## Source extract

Date of birth: December 16, 1990
Dominant hand: Left
Years played: 15
Hometown/where you live now: Dublin
Sparring partner(s) at home: Martin Mulkerrins, Robbie McCarthy, Brian Carroll
Most important win in a tournament and most satisfying win in a tournament: McCarthy ’14 Gaffney Memorial, Peixoto ’13 USHA 4-Wall Nationals, Allan Garner ’14 Houston R48 III Stop
Best tournament ever won: 23-and-under World Champion 2012, Irish Nationals ’13, Gaffney Memorial 2014
What do you do for work: Investment analyst studying to become an actuary
What are your goals in handball going forward: Determined to be the best I can be and test my skills against the best players in the game today
What do you love about handball: The opportunities to travel and the competition
Favorite pro player (now or ever): Paul Brady, Tony Healy and Eoin Kennedy because that trio set the standard for young players in Ireland by changing the mentality of Irish players and brought new levels of handball to Irish handball
How would you describe your game: Adaptable with the ability to modify my game to counteract my opponent’s overarching strength
What is your best shot: Fly kill
Given the choice, what top R48 would you most like to play: Paul Brady
Who has inspired you to play this game at such a high level: Brady, Healy, Kennedy
Houston R48 Qualifier Feature: Diarmaid Nash
Diarmaid Nash’s quiet personality and unpretentious style of play belies a driven athlete who is determined to “be the best I can be” and an eagerness to test his skills against the best players in the game today.
Nash was already known in his native Ireland as a player on the rise when he made his professional debut stateside at the USHA Four Wall Nationals in Des Moines, Iowa last June. He announced his arrival as a player to watch for years to come when he ousted number four seeded Emmett Peixoto in two games. Nash outplayed one of the best retrievers in the game by simply out-retrieving him. Peixoto met his version 2.0.

## Dataset rows
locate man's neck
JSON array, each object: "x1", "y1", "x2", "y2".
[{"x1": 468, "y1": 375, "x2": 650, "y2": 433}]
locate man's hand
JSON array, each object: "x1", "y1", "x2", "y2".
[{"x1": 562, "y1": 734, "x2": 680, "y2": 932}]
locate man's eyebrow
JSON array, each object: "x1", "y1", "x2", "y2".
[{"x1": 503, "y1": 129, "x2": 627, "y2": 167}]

## Brief
Reproduce the Diarmaid Nash handball profile from above in full, word for word.

## Result of this exercise
Date of birth: December 16, 1990
Dominant hand: Left
Years played: 15
Hometown/where you live now: Dublin
Sparring partner(s) at home: Martin Mulkerrins, Robbie McCarthy, Brian Carroll
Most important win in a tournament and most satisfying win in a tournament: McCarthy ’14 Gaffney Memorial, Peixoto ’13 USHA 4-Wall Nationals, Allan Garner ’14 Houston R48 III Stop
Best tournament ever won: 23-and-under World Champion 2012, Irish Nationals ’13, Gaffney Memorial 2014
What do you do for work: Investment analyst studying to become an actuary
What are your goals in handball going forward: Determined to be the best I can be and test my skills against the best players in the game today
What do you love about handball: The opportunities to travel and the competition
Favorite pro player (now or ever): Paul Brady, Tony Healy and Eoin Kennedy because that trio set the standard for young players in Ireland by changing the mentality of Irish players and brought new levels of handball to Irish handball
How would you describe your game: Adaptable with the ability to modify my game to counteract my opponent’s overarching strength
What is your best shot: Fly kill
Given the choice, what top R48 would you most like to play: Paul Brady
Who has inspired you to play this game at such a high level: Brady, Healy, Kennedy
Houston R48 Qualifier Feature: Diarmaid Nash
Diarmaid Nash’s quiet personality and unpretentious style of play belies a driven athlete who is determined to “be the best I can be” and an eagerness to test his skills against the best players in the game today.
Nash was already known in his native Ireland as a player on the rise when he made his professional debut stateside at the USHA Four Wall Nationals in Des Moines, Iowa last June. He announced his arrival as a player to watch for years to come when he ousted number four seeded Emmett Peixoto in two games. Nash outplayed one of the best retrievers in the game by simply out-retrieving him. Peixoto met his version 2.0.